Featured
A political scientist says the revamped format reflects the diminished expectations for a meaningful debate, as both candidates face myriad concerns about their fitness for the job.
President Joe Biden and former President Donald Trump are gearing up for June 27, the first of their two debates.
The proposed format for the debate, which will be hosted by CNN, calls for muted microphones, no studio audience, no opening statements and two commercial breaks, among other particulars — a departure from debates of the past.
Northeastern University political scientist Nick Beauchamp says the revamped format reflects a shared sense of diminished expectations for meaningful debate, as both candidates face concerns about their fitness for the job ahead of a tightly contested clash for the Oval Office.
“The media has set the bar low for both candidates,” says Beauchamp, an associate professor of political science. “By their lights, Biden must avoid gaffs to counter the criticisms of his age, while Trump must appeal to swing voters like a normal politician.”
“The format will make it easier for both to achieve those low bars: the muted mics will make Trump behave more normally, while the traditional format will mean Biden doesn’t have to improvise and interact as much,” he says.

ACTIVITY LIST:
1) From the article on the debate format, extract the words between "The proposed format" and "of the past.", inclusive.
2) Decide whether each statement agrees with the article on the debate format. Answer yes or no for each, and quote the words that settle it. (a) The debate will have a studio audience. (b) CNN will host the debate. (c) The proposed format includes two commercial breaks.

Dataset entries
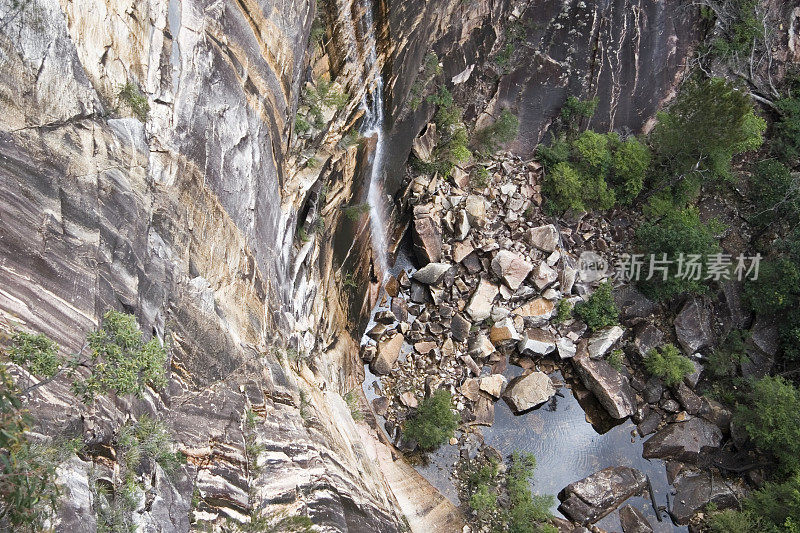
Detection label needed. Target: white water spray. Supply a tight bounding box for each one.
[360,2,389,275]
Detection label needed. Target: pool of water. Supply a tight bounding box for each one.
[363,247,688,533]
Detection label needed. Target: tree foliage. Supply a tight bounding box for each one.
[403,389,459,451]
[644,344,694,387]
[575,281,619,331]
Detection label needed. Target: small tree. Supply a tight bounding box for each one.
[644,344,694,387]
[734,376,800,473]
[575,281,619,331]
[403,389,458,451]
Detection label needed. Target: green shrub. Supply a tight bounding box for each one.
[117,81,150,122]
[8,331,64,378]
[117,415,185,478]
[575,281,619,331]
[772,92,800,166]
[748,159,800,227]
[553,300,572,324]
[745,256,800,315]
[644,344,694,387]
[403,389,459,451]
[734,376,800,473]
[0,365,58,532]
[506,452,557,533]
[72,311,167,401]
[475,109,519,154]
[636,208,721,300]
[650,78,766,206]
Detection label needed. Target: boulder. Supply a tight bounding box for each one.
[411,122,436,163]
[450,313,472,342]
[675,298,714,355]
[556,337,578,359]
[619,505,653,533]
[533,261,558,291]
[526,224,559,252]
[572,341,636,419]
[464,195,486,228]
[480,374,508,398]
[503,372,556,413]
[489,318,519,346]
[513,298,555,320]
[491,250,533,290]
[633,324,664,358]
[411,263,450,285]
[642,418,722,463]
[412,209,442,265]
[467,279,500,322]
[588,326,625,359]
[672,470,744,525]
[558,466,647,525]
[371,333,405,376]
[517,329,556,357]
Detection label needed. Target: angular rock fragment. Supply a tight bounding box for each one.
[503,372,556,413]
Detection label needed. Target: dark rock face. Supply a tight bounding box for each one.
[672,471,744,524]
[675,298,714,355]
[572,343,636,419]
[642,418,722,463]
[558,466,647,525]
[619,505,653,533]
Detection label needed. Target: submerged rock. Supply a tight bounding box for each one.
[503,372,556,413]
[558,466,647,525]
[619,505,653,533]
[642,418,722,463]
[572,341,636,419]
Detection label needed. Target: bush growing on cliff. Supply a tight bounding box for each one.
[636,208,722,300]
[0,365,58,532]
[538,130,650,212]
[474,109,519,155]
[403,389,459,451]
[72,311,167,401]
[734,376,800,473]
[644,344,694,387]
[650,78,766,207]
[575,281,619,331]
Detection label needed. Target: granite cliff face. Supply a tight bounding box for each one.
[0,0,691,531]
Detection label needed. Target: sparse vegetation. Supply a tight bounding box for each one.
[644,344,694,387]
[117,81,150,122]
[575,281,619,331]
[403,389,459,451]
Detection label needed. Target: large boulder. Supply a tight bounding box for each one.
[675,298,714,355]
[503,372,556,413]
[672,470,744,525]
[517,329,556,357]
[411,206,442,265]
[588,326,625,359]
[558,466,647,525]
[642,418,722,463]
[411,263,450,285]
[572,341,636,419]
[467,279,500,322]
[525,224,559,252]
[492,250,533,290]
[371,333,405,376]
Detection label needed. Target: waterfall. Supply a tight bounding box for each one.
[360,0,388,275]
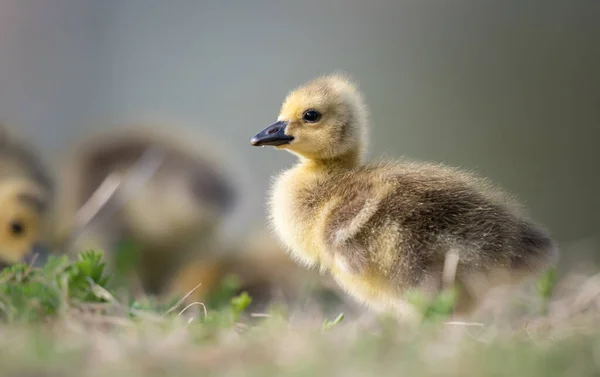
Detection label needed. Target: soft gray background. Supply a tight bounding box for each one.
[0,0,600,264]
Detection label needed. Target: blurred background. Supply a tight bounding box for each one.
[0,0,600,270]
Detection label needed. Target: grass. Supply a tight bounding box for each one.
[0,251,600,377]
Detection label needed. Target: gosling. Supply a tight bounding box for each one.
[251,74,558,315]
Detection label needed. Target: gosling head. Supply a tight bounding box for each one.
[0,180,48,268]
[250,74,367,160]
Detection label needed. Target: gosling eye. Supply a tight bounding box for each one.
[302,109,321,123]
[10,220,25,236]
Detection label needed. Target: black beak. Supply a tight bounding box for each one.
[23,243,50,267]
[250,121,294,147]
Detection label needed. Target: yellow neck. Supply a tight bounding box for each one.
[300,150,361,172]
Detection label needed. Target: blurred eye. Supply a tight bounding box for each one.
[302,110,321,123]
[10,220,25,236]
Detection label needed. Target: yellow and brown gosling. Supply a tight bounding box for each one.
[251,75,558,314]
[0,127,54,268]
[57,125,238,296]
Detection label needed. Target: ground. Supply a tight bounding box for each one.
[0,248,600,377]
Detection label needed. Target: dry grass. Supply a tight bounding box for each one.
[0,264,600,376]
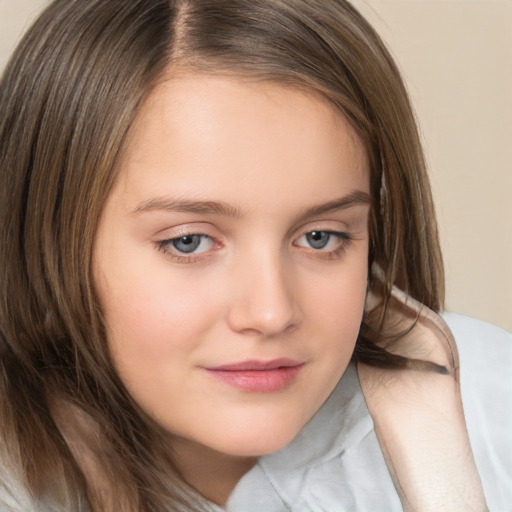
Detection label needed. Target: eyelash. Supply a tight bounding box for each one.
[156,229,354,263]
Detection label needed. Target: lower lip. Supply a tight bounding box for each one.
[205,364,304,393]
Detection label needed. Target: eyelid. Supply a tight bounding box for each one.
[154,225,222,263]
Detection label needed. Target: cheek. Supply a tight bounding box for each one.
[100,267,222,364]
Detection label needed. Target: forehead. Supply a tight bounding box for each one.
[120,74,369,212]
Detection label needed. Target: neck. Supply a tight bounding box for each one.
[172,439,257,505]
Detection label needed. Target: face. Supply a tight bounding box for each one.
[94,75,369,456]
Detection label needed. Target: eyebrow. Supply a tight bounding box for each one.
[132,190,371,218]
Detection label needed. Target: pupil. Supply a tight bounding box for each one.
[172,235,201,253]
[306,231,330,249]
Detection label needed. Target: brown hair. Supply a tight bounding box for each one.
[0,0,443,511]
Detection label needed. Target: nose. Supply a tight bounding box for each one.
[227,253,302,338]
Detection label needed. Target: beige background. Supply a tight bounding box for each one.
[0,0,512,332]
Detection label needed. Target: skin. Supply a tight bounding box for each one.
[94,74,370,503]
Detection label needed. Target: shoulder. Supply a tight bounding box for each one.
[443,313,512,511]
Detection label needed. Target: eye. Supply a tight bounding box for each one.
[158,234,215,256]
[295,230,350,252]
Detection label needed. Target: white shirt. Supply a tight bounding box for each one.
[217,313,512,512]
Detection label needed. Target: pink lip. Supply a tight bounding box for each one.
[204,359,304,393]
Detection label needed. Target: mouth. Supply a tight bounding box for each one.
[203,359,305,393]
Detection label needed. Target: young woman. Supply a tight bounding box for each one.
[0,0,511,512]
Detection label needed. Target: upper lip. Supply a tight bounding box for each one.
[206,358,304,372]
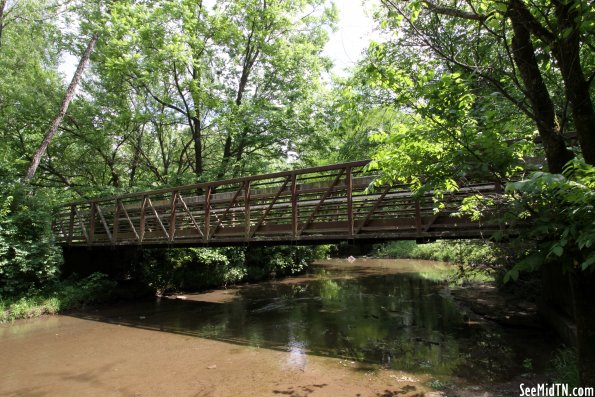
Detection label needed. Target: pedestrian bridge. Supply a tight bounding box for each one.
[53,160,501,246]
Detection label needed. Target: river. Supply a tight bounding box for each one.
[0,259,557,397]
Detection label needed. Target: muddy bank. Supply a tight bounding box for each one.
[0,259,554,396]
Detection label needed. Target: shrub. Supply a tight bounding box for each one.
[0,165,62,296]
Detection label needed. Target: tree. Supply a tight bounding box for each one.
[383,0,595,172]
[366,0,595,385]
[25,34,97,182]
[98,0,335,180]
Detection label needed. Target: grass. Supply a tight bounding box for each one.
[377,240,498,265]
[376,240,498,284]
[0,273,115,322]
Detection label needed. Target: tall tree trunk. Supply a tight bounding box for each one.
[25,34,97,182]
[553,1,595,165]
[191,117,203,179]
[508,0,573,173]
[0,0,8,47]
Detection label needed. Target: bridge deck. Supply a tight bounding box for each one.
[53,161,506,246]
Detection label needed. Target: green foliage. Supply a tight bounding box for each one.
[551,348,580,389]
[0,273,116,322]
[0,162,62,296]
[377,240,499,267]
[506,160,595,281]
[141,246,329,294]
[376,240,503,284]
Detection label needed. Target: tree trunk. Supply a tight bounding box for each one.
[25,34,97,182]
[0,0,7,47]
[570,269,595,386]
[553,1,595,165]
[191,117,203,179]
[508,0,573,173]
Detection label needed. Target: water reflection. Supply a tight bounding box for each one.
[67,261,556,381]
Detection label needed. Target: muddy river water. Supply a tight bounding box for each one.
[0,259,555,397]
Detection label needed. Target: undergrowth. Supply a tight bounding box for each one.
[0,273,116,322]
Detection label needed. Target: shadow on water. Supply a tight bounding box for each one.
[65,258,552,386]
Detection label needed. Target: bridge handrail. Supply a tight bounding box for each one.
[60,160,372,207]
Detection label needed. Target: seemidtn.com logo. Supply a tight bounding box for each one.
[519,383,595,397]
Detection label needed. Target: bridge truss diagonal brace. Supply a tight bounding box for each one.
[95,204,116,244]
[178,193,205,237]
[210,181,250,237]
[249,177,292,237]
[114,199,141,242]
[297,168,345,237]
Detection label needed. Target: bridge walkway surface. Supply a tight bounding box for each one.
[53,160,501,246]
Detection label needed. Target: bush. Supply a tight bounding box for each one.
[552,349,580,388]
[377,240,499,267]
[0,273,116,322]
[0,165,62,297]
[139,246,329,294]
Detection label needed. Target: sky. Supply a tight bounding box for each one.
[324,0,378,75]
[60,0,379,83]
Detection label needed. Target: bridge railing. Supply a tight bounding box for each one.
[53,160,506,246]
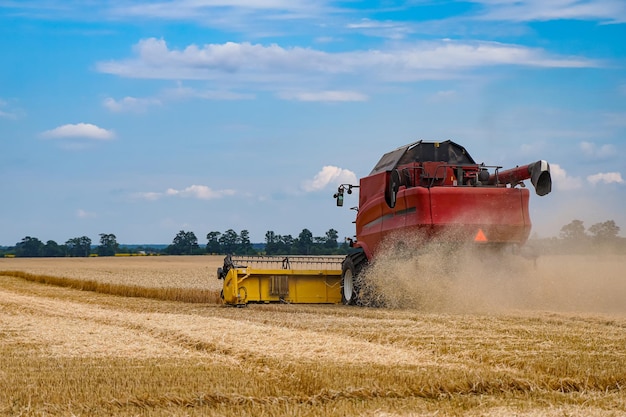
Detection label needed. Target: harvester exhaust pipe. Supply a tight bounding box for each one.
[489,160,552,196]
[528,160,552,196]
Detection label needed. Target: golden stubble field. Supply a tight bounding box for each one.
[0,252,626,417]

--

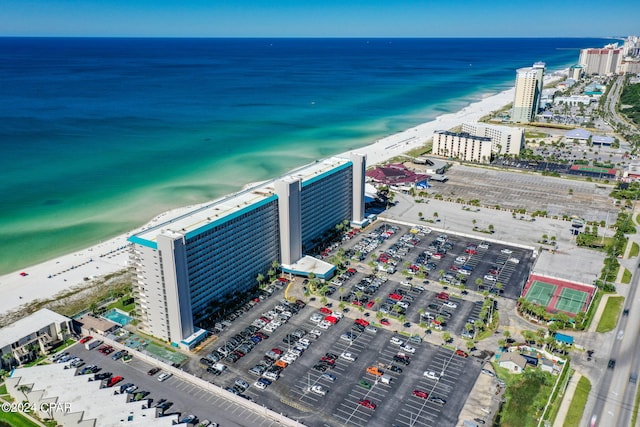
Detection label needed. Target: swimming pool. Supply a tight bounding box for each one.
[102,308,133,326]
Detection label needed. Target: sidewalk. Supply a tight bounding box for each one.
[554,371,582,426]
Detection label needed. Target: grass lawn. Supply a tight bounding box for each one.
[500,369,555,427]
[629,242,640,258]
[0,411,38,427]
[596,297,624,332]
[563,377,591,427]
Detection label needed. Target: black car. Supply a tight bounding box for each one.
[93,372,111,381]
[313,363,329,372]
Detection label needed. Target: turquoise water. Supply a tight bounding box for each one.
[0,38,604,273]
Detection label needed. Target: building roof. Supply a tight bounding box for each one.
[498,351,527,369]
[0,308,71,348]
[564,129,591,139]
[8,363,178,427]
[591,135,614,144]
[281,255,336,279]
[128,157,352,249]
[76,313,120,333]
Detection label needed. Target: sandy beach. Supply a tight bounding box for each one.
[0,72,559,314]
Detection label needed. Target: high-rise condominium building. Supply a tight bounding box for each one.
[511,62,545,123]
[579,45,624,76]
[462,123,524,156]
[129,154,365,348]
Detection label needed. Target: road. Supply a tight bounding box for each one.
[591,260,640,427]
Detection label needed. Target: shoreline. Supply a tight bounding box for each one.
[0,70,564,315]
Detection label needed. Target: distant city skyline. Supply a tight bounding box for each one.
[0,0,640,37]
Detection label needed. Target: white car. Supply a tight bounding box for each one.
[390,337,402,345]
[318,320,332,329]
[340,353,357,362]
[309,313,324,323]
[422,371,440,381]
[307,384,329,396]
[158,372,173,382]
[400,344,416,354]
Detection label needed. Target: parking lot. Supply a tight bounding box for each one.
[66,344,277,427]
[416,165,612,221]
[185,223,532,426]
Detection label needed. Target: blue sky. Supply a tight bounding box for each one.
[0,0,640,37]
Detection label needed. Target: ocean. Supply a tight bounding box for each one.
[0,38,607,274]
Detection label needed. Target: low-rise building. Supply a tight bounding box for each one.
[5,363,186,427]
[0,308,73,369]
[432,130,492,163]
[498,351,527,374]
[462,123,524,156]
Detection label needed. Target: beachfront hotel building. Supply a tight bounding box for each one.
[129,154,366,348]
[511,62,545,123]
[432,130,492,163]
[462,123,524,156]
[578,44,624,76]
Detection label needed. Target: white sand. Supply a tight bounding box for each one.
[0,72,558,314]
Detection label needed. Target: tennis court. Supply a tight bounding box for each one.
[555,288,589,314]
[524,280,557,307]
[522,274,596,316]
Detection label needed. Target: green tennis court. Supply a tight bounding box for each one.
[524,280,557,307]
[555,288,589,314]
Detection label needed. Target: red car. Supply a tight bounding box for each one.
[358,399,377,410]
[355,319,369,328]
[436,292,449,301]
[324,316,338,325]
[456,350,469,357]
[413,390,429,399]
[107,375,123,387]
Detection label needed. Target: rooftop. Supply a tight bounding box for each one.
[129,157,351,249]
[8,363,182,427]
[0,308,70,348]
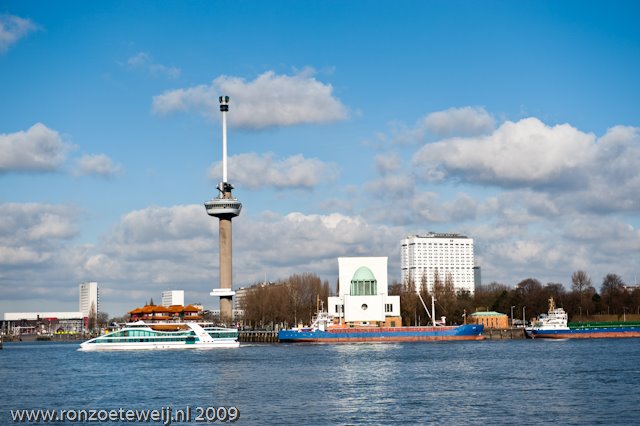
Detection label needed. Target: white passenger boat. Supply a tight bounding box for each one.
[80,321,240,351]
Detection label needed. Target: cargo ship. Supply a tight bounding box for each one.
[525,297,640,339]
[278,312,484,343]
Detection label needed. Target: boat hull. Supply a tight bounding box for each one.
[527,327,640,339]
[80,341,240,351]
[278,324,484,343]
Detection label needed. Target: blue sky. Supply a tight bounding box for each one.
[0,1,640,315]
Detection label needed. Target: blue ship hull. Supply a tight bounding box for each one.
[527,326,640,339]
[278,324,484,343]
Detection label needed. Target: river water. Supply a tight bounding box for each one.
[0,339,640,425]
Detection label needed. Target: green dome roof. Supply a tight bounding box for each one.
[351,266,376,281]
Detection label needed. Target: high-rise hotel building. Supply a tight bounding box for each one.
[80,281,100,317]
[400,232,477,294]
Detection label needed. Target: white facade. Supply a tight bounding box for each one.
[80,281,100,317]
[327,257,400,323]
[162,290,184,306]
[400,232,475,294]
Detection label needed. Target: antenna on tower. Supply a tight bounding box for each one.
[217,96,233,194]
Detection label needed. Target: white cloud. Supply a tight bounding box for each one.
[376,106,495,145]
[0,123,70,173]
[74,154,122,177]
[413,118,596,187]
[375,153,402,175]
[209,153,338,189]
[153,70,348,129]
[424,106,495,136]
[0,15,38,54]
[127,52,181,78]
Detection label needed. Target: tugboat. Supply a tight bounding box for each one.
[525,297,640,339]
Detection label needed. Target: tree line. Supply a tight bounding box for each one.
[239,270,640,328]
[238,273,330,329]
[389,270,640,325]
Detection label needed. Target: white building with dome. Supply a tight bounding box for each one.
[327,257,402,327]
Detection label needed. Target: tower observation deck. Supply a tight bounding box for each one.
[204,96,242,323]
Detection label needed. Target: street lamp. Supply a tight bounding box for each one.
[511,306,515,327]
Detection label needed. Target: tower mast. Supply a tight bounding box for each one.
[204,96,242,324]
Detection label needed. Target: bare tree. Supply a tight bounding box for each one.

SOLUTIONS IN ORDER:
1)
The proposed format for the debate, which will be hosted by CNN, calls for muted microphones, no studio audience, no opening statements and two commercial breaks, among other particulars — a departure from debates of the past.

2)
(a) No: "no studio audience"
(b) Yes: "which will be hosted by CNN"
(c) Yes: "two commercial breaks"